━━━━━ Passage to read
ESB profit grew 45% as pandemic restrictions were lifted

First half of 2021 saw significant recovery compared with same period last year

The pandemic had a ‘significant impact’ on the 2020 half year operating profit for the ESB

The pandemic had a ‘significant impact’ on the 2020 half year operating profit for the ESB

 

The ESB grew its operating profit by more than 45 per cent in the first six months of the year as restrictions imposed to curb the spread of the Covid-19 pandemic were lifted, its interim report shows.

The operating profit before exceptional items of €363 million represented an increase of €114 million on the same period in 2020.

The pandemic had a “significant impact” on the 2020 half-year operating profit with reduced revenue due to a sharp fall in demand in the second quarter.

The company also dealt with restrictions on its capital programme, leading to more costs being charged to the income statement.

The easing of Covid-19 restrictions, an improvement in electricity demand, regulated network tariff changes and positive foreign exchange movements were cited as the primary drivers of the increase in operating profit in 2021.

ESB is a joint venture partner in the Neart na Gaoithe project, a 448-megawatt offshore wind farm development off the east coast of Scotland.

Delays to the project and an expectation of significant additional construction costs due to more challenging sea-bed conditions than anticipated caused an exceptional impairment charge of €106 million.
━━━━━━━━━━
━━━━━ Excerpted records
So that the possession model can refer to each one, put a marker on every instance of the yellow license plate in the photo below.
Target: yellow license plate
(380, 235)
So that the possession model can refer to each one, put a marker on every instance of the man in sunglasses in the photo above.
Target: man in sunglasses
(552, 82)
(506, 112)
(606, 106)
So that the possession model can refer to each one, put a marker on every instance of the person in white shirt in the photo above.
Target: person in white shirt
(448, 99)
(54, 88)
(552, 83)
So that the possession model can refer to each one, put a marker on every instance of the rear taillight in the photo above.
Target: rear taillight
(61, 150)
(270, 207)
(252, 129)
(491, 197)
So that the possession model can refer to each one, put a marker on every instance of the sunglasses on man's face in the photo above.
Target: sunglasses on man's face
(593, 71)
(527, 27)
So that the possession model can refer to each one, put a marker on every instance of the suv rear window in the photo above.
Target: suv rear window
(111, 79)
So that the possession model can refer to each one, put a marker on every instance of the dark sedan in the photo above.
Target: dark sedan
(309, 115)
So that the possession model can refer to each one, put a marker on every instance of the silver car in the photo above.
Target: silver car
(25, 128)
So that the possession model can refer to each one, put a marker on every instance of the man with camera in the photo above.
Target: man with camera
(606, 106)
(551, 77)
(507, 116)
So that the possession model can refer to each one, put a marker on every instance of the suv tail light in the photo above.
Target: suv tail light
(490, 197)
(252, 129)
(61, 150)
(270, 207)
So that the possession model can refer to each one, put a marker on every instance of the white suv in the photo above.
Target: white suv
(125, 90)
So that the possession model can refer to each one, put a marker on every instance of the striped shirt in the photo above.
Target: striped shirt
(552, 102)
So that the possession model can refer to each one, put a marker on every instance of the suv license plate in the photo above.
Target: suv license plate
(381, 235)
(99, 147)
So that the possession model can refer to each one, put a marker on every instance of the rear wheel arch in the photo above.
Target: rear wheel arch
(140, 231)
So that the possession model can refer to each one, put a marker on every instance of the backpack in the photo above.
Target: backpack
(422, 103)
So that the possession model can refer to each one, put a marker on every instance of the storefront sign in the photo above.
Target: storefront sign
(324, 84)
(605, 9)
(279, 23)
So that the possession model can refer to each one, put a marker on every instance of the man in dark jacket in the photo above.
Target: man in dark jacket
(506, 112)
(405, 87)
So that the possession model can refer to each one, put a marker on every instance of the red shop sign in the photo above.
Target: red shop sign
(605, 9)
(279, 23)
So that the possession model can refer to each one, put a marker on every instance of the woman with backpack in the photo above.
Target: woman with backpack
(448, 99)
━━━━━━━━━━
What is being asked:
According to the article on ESB's profit, what caused the exceptional impairment charge of €106 million?

Response for this exercise:
Delays to the Neart na Gaoithe project and an expectation of significant additional construction costs due to more challenging sea-bed conditions than anticipated.